WHAT TO PRODUCE:
Everything from the first line of the records to the line containing "positive clicks: (239, 259)", inclusive, is to be extracted exactly, and nothing more.

== INPUT RECORDS

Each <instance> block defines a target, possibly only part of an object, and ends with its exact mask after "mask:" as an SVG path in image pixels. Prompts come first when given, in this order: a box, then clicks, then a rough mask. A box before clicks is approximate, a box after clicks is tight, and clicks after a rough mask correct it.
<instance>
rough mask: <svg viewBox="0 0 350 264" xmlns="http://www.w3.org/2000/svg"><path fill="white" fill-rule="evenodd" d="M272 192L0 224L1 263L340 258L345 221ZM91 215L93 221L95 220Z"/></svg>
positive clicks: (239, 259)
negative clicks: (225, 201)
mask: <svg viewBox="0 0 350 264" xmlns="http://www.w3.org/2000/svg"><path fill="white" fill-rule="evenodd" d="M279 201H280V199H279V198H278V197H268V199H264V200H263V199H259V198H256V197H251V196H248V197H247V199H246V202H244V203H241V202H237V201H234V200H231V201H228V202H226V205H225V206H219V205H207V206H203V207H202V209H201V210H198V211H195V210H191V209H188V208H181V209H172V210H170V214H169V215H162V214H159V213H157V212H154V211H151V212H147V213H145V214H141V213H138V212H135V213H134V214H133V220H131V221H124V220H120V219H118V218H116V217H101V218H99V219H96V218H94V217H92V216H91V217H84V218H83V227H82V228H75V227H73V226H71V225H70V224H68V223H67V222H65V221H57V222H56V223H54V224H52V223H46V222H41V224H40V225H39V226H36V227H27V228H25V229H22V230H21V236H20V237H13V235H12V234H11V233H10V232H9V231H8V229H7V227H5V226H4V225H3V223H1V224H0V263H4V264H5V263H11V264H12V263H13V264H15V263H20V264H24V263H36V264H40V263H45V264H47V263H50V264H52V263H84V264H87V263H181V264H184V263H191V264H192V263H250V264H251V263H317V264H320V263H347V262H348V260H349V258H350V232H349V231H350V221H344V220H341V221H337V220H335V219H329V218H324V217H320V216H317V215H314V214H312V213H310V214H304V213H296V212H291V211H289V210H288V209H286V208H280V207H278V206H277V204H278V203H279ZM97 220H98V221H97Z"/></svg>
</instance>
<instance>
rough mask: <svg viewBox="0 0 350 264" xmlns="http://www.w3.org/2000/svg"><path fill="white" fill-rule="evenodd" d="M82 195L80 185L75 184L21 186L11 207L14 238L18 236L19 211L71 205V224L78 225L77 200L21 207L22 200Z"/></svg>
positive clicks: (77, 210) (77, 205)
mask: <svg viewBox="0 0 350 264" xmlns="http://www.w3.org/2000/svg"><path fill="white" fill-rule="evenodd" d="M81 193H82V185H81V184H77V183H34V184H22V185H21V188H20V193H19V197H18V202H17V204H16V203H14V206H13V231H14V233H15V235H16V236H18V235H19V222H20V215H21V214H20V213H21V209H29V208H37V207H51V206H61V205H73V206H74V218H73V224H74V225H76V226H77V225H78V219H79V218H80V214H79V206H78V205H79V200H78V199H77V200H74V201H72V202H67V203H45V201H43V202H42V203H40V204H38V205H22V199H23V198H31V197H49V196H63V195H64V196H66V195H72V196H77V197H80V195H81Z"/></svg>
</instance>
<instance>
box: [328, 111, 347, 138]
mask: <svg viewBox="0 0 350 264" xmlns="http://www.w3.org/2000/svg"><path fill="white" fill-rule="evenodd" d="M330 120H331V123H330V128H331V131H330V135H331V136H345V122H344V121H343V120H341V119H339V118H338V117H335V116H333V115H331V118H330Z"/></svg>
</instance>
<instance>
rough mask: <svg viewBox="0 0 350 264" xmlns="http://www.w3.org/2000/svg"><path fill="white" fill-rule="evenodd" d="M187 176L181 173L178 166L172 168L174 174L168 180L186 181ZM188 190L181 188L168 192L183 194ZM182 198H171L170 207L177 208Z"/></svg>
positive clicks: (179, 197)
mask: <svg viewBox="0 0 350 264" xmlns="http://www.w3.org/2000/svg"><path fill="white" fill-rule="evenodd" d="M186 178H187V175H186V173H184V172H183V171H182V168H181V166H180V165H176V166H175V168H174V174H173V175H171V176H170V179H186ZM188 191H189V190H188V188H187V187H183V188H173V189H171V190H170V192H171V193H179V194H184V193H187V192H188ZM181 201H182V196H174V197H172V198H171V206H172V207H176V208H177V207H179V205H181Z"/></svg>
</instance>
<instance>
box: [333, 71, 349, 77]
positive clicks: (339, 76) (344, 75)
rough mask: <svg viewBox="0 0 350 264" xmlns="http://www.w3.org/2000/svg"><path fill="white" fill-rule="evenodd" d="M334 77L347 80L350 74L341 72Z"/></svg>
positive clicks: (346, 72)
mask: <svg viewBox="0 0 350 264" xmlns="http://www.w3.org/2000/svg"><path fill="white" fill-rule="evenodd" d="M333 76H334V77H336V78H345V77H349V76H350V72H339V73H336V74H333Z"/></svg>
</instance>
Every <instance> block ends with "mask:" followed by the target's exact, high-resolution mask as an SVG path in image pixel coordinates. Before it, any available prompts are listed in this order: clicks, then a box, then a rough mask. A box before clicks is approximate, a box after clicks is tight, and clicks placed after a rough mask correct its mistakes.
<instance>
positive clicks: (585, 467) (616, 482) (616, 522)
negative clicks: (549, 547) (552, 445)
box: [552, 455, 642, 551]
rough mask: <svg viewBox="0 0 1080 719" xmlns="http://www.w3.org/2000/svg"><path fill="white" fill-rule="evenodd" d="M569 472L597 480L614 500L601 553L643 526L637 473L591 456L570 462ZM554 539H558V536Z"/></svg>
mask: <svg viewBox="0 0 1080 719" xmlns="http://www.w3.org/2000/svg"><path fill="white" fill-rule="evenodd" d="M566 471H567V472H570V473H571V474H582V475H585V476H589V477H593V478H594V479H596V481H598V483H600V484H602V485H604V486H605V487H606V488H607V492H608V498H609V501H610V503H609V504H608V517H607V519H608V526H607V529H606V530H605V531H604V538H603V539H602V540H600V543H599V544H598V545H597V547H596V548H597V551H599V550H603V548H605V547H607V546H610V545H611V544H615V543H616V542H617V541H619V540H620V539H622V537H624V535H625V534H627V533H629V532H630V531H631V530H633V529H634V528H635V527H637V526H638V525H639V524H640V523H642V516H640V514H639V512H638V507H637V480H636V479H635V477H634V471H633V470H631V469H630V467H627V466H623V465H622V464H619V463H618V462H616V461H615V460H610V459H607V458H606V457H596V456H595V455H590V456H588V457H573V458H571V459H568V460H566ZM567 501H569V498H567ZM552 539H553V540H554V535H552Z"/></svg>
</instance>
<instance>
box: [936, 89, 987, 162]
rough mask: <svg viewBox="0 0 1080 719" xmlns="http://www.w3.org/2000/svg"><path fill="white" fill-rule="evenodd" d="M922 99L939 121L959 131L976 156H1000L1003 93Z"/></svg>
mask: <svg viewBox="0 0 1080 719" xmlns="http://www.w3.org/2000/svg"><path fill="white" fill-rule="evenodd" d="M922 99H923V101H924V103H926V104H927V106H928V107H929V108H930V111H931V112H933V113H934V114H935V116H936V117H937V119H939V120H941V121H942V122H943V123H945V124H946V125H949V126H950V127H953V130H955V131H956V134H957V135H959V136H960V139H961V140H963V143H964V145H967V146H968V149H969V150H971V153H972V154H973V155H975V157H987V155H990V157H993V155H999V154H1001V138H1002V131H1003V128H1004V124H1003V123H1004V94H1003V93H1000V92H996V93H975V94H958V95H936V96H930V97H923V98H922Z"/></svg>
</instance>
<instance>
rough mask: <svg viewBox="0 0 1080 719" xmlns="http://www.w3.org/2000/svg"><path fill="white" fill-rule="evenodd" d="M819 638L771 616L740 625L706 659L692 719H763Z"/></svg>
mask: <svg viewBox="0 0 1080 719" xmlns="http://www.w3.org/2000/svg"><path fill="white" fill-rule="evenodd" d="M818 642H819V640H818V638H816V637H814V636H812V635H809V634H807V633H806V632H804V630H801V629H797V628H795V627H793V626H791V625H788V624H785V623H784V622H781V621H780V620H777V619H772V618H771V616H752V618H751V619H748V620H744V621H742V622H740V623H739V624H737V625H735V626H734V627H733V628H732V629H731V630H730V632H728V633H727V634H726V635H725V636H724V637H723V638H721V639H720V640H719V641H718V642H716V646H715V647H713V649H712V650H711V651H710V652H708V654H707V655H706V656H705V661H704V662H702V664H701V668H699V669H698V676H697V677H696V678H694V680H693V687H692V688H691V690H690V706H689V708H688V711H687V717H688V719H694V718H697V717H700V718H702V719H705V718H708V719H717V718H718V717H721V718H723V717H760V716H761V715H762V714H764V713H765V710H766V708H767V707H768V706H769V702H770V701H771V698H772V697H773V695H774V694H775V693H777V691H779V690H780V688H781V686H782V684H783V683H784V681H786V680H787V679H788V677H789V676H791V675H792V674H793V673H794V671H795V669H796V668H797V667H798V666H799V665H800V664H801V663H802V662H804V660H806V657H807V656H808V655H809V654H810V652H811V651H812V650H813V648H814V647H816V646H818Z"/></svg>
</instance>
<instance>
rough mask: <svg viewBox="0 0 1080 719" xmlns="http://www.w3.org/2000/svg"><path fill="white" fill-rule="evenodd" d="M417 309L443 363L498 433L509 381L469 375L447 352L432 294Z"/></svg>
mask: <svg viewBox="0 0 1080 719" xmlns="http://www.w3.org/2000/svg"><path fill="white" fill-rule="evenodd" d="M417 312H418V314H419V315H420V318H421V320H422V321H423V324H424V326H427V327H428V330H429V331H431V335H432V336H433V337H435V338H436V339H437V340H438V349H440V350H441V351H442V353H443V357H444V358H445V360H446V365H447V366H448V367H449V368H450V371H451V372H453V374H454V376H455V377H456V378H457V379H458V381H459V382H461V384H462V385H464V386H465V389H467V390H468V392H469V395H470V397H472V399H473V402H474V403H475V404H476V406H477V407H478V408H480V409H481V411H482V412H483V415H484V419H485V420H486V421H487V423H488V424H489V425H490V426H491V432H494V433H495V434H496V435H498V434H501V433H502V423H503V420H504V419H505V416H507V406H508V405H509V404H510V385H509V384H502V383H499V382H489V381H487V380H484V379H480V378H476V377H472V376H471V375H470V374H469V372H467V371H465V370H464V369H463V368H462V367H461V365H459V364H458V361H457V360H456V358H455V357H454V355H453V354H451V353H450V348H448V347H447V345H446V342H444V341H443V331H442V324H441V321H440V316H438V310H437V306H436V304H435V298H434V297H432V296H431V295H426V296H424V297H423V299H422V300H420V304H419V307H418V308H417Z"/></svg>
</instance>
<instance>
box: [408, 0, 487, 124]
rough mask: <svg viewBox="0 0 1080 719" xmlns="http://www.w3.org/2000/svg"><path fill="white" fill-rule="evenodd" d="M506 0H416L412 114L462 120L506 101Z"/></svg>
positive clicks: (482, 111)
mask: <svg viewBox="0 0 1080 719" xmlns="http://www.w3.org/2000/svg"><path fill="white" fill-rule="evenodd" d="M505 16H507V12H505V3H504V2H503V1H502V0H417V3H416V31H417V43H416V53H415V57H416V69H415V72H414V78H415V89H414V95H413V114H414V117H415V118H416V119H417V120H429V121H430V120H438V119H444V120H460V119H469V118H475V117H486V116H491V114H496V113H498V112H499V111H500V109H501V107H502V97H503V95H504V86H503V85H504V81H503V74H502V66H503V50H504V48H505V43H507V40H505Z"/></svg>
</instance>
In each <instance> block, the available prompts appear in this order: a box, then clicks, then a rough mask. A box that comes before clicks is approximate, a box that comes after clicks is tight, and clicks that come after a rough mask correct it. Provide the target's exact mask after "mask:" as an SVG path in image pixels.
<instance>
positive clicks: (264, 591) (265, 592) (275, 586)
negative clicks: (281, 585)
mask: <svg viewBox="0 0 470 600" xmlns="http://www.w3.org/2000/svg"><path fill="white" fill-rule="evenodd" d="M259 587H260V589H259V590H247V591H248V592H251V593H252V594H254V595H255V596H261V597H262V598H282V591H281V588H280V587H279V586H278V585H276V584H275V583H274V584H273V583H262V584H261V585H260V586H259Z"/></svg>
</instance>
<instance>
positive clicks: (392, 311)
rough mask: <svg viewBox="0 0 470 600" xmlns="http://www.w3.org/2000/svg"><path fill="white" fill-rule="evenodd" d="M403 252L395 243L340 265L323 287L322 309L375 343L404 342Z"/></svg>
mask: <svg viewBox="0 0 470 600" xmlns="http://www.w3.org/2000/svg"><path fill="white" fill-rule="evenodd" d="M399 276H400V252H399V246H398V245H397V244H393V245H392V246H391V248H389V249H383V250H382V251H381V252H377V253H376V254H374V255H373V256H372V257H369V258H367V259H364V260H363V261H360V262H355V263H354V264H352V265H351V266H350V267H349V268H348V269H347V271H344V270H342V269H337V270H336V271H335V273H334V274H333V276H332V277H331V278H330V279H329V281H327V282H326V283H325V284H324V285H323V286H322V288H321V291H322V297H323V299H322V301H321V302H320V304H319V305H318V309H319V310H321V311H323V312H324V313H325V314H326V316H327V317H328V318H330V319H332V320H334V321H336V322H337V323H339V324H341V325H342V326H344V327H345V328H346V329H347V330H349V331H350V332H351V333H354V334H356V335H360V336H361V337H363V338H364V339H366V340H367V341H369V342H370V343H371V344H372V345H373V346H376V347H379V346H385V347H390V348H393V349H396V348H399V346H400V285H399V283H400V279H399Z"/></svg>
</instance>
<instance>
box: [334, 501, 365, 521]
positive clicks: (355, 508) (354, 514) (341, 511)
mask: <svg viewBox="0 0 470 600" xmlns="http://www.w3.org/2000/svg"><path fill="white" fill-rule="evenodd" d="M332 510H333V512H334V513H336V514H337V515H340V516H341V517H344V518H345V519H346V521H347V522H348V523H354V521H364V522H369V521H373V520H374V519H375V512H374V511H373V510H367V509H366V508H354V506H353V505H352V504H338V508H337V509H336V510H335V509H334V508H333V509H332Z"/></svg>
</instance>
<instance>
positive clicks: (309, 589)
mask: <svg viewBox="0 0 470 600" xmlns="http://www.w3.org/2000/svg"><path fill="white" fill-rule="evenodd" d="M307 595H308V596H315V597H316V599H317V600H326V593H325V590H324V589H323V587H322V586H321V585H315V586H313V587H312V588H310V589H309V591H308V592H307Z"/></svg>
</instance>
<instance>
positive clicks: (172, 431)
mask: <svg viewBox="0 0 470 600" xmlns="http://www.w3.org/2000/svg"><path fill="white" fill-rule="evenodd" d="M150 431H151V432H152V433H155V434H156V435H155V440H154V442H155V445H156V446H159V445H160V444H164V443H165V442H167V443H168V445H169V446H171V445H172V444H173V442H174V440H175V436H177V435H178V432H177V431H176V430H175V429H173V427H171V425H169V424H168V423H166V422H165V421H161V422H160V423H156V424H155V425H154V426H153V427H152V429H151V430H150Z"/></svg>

====

RESULT FOR THIS EXERCISE:
Each <instance> block defines a target, possibly only part of an object, and ends with its exact mask after "mask:" as an SVG path in image pixels. Prompts come first when given, in this order: a box, then clicks, then a rough mask. A box before clicks is approximate, a box after clicks is tight, and clicks after a rough mask correct it.
<instance>
rough mask: <svg viewBox="0 0 350 264" xmlns="http://www.w3.org/2000/svg"><path fill="white" fill-rule="evenodd" d="M272 192L0 224L1 263L340 258L345 221ZM91 215L93 221L95 220Z"/></svg>
positive clicks: (239, 259)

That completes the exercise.